Dataset below:

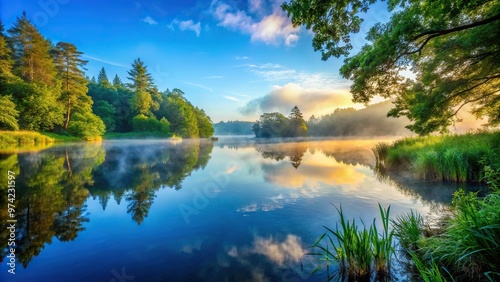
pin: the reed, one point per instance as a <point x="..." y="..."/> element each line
<point x="446" y="157"/>
<point x="468" y="247"/>
<point x="359" y="251"/>
<point x="15" y="138"/>
<point x="408" y="228"/>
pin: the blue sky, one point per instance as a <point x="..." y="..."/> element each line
<point x="235" y="59"/>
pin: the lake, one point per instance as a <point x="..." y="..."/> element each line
<point x="238" y="209"/>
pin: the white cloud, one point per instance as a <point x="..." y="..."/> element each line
<point x="190" y="25"/>
<point x="237" y="58"/>
<point x="186" y="25"/>
<point x="199" y="86"/>
<point x="279" y="74"/>
<point x="213" y="77"/>
<point x="232" y="98"/>
<point x="105" y="61"/>
<point x="254" y="5"/>
<point x="274" y="29"/>
<point x="310" y="100"/>
<point x="149" y="20"/>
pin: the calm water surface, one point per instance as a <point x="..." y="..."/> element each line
<point x="232" y="210"/>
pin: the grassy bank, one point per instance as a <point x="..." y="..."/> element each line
<point x="16" y="138"/>
<point x="446" y="157"/>
<point x="467" y="246"/>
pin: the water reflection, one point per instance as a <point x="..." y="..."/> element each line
<point x="256" y="228"/>
<point x="53" y="186"/>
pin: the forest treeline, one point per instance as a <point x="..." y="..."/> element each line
<point x="43" y="87"/>
<point x="235" y="127"/>
<point x="370" y="121"/>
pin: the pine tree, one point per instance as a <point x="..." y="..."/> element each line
<point x="102" y="78"/>
<point x="142" y="83"/>
<point x="8" y="114"/>
<point x="117" y="81"/>
<point x="141" y="79"/>
<point x="6" y="61"/>
<point x="297" y="123"/>
<point x="31" y="53"/>
<point x="74" y="85"/>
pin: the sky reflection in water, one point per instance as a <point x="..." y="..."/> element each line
<point x="234" y="210"/>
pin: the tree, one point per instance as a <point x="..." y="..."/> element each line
<point x="38" y="106"/>
<point x="141" y="84"/>
<point x="272" y="125"/>
<point x="205" y="126"/>
<point x="31" y="53"/>
<point x="452" y="48"/>
<point x="6" y="61"/>
<point x="117" y="81"/>
<point x="102" y="78"/>
<point x="180" y="113"/>
<point x="139" y="76"/>
<point x="298" y="125"/>
<point x="74" y="89"/>
<point x="8" y="114"/>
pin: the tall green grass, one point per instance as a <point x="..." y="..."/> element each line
<point x="467" y="248"/>
<point x="358" y="251"/>
<point x="16" y="138"/>
<point x="444" y="157"/>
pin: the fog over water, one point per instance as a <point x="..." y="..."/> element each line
<point x="239" y="209"/>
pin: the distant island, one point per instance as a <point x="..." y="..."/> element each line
<point x="370" y="121"/>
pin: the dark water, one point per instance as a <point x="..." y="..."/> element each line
<point x="233" y="210"/>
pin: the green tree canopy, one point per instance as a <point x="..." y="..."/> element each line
<point x="74" y="84"/>
<point x="102" y="78"/>
<point x="117" y="81"/>
<point x="31" y="53"/>
<point x="297" y="125"/>
<point x="8" y="114"/>
<point x="451" y="46"/>
<point x="140" y="79"/>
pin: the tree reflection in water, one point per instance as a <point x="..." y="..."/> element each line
<point x="52" y="186"/>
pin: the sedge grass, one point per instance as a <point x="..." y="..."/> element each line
<point x="468" y="248"/>
<point x="15" y="138"/>
<point x="358" y="251"/>
<point x="446" y="157"/>
<point x="408" y="228"/>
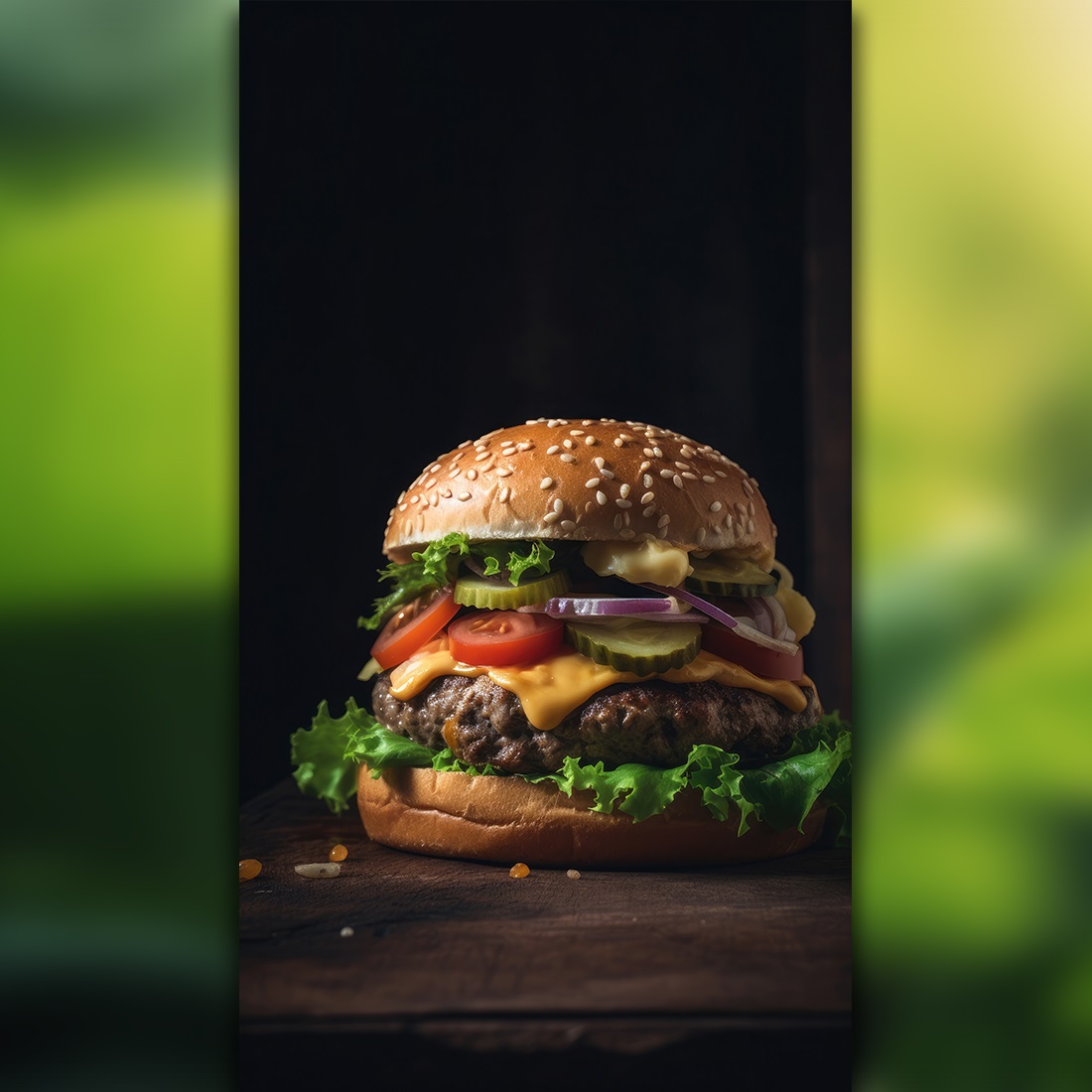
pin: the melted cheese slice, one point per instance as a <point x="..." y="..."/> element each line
<point x="553" y="688"/>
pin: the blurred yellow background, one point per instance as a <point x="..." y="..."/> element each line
<point x="973" y="543"/>
<point x="972" y="554"/>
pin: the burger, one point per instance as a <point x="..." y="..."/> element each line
<point x="587" y="653"/>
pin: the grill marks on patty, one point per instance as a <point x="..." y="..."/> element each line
<point x="653" y="722"/>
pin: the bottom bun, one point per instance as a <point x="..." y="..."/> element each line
<point x="509" y="819"/>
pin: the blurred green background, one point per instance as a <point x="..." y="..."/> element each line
<point x="117" y="558"/>
<point x="973" y="543"/>
<point x="972" y="554"/>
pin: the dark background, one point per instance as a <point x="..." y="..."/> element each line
<point x="456" y="217"/>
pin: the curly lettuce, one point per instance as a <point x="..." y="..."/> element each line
<point x="816" y="766"/>
<point x="437" y="566"/>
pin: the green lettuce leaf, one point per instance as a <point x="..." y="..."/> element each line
<point x="817" y="765"/>
<point x="318" y="752"/>
<point x="433" y="567"/>
<point x="522" y="557"/>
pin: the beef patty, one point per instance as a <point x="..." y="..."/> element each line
<point x="653" y="722"/>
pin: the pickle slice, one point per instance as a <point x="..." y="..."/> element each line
<point x="472" y="591"/>
<point x="643" y="647"/>
<point x="720" y="577"/>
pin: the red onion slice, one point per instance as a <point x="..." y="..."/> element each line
<point x="612" y="607"/>
<point x="725" y="619"/>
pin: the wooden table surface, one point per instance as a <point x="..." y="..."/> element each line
<point x="403" y="967"/>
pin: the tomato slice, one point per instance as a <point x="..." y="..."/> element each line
<point x="415" y="623"/>
<point x="723" y="641"/>
<point x="494" y="637"/>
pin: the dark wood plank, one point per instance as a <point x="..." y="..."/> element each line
<point x="463" y="947"/>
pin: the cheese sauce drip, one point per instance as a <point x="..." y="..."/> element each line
<point x="553" y="688"/>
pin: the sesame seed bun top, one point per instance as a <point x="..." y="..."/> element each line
<point x="585" y="480"/>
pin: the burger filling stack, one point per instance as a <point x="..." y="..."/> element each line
<point x="588" y="654"/>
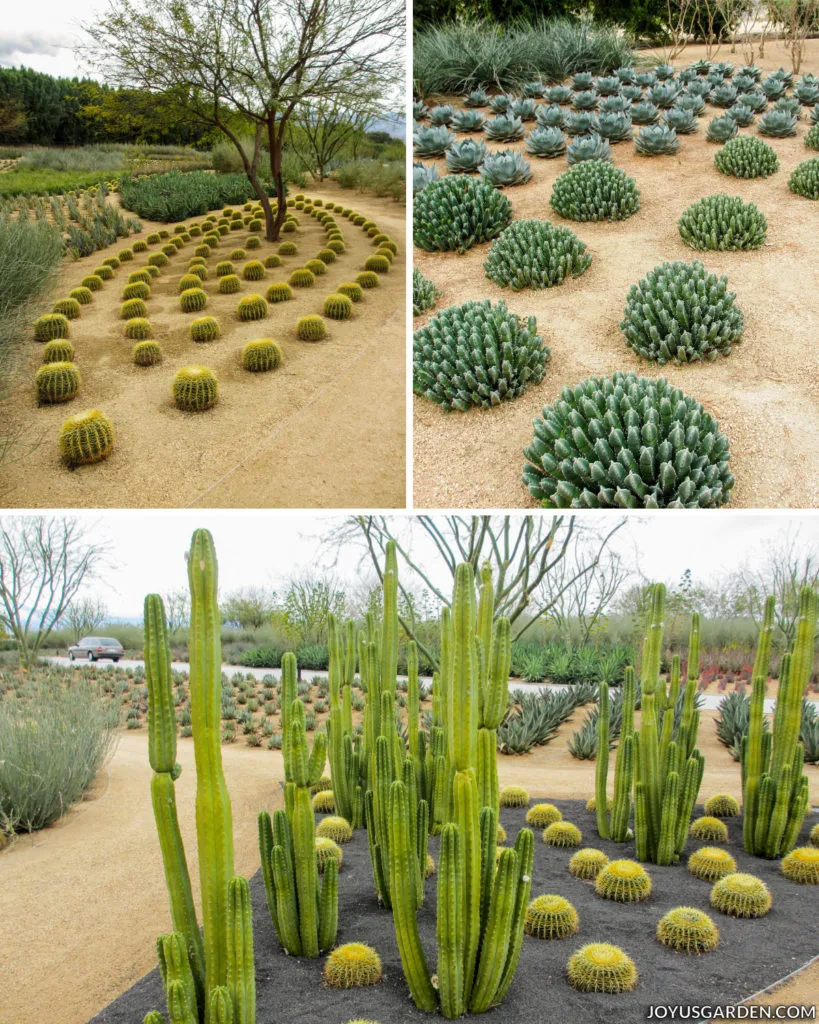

End of Dataset.

▶ **Task item**
Would you write out each record above exactly, with no images?

▶ **Exercise result**
pin: the reed, one point per instance as a <point x="..." y="..."/> element each line
<point x="446" y="157"/>
<point x="468" y="247"/>
<point x="359" y="251"/>
<point x="15" y="138"/>
<point x="408" y="228"/>
pin: the blue sky, one point per instance as a <point x="..." y="..."/> element each line
<point x="235" y="59"/>
pin: the lake, one point per instance as a <point x="..." y="..."/> element each line
<point x="238" y="209"/>
pin: the white cloud, one point per instance as a <point x="..." y="..."/> element each line
<point x="190" y="25"/>
<point x="237" y="58"/>
<point x="186" y="25"/>
<point x="199" y="86"/>
<point x="279" y="74"/>
<point x="213" y="77"/>
<point x="232" y="98"/>
<point x="105" y="61"/>
<point x="254" y="5"/>
<point x="274" y="29"/>
<point x="310" y="100"/>
<point x="149" y="20"/>
pin: the calm water surface, one point per instance as a <point x="..." y="..."/> element each line
<point x="232" y="210"/>
pin: the grassy bank, one point per instance as a <point x="..." y="..."/> element each line
<point x="16" y="138"/>
<point x="446" y="157"/>
<point x="467" y="246"/>
pin: the water reflection, one point per instance as a <point x="..." y="..."/> element each line
<point x="256" y="228"/>
<point x="53" y="186"/>
pin: the forest treeline, one point per instance as a <point x="..." y="..."/> element each line
<point x="43" y="87"/>
<point x="235" y="127"/>
<point x="370" y="121"/>
pin: the pine tree, one point per instance as a <point x="..." y="..."/> element each line
<point x="102" y="78"/>
<point x="142" y="83"/>
<point x="8" y="114"/>
<point x="117" y="81"/>
<point x="141" y="79"/>
<point x="6" y="61"/>
<point x="297" y="123"/>
<point x="31" y="53"/>
<point x="74" y="85"/>
pin: the sky reflection in water, one point per instance as a <point x="..." y="..."/> element each line
<point x="234" y="210"/>
pin: the tree, one point per instance as a <point x="..." y="..."/> element each line
<point x="38" y="106"/>
<point x="141" y="84"/>
<point x="272" y="125"/>
<point x="205" y="126"/>
<point x="31" y="53"/>
<point x="452" y="48"/>
<point x="6" y="61"/>
<point x="117" y="81"/>
<point x="102" y="78"/>
<point x="180" y="113"/>
<point x="139" y="76"/>
<point x="298" y="125"/>
<point x="74" y="89"/>
<point x="8" y="114"/>
pin: the tall green grass, one point per instance as a <point x="..." y="..."/> element each line
<point x="467" y="248"/>
<point x="358" y="251"/>
<point x="16" y="138"/>
<point x="444" y="157"/>
pin: the fog over water, one point per instance as a <point x="..." y="..."/> element each line
<point x="239" y="209"/>
pin: the distant island, one point per instance as a <point x="..." y="..."/> element each line
<point x="370" y="121"/>
pin: the dark water, one point per instance as a <point x="..." y="..."/> element each line
<point x="233" y="210"/>
pin: the green tree canopy, one point per instance as a <point x="..." y="..."/> element each line
<point x="74" y="84"/>
<point x="102" y="78"/>
<point x="117" y="81"/>
<point x="31" y="53"/>
<point x="297" y="125"/>
<point x="8" y="114"/>
<point x="451" y="46"/>
<point x="140" y="79"/>
pin: the tree reflection in water, one point per instance as a <point x="..." y="..."/> element each line
<point x="52" y="186"/>
pin: the sedge grass, one point per instance as a <point x="..." y="..."/> element each line
<point x="468" y="248"/>
<point x="15" y="138"/>
<point x="358" y="251"/>
<point x="446" y="157"/>
<point x="408" y="228"/>
pin: the melted cheese slice, one point per instance as a <point x="..." y="..."/> element each line
<point x="553" y="688"/>
pin: the blurred yellow background, one point per instance as a <point x="..." y="..."/> element each line
<point x="973" y="543"/>
<point x="972" y="554"/>
pin: the burger, one point per instance as a <point x="..." y="..."/> element each line
<point x="587" y="653"/>
pin: the grill marks on patty, one point per instance as a <point x="..." y="..."/> element each line
<point x="653" y="722"/>
pin: the bottom bun, one point per instance as a <point x="..." y="..."/> element each line
<point x="509" y="819"/>
pin: the blurred green background, one point per instance as a <point x="..." y="..."/> element each line
<point x="117" y="558"/>
<point x="973" y="543"/>
<point x="972" y="554"/>
pin: the dark background, one point per instance as a <point x="..." y="..."/> element each line
<point x="456" y="217"/>
pin: the curly lettuce, one point per instance as a <point x="..." y="..."/> element each line
<point x="816" y="766"/>
<point x="437" y="566"/>
pin: the green lettuce leaf, one point per instance as a <point x="..." y="..."/> element each line
<point x="817" y="765"/>
<point x="318" y="752"/>
<point x="433" y="567"/>
<point x="522" y="557"/>
pin: the beef patty, one point per instance as a <point x="..." y="..."/> element each line
<point x="653" y="722"/>
pin: the pickle slice, one point per instance as a <point x="..." y="..."/> element each line
<point x="472" y="591"/>
<point x="643" y="647"/>
<point x="720" y="577"/>
pin: the red onion slice, one point per instance as a <point x="..." y="..."/> element each line
<point x="612" y="607"/>
<point x="725" y="619"/>
pin: the wooden table surface, one point per instance as a <point x="..." y="..."/> element each line
<point x="403" y="967"/>
pin: the tomato slice, one point per instance as a <point x="..." y="..."/> element each line
<point x="415" y="623"/>
<point x="723" y="641"/>
<point x="494" y="637"/>
pin: the dark wood plank, one point per instance as a <point x="..." y="..."/> element each line
<point x="463" y="947"/>
pin: the cheese sauce drip, one point per instance as a <point x="..." y="..."/> element each line
<point x="553" y="688"/>
pin: the sesame seed bun top, one point per instance as a <point x="..." y="..."/> element each line
<point x="585" y="480"/>
pin: the burger filling stack, one point per instance as a <point x="..." y="..."/> element each line
<point x="588" y="654"/>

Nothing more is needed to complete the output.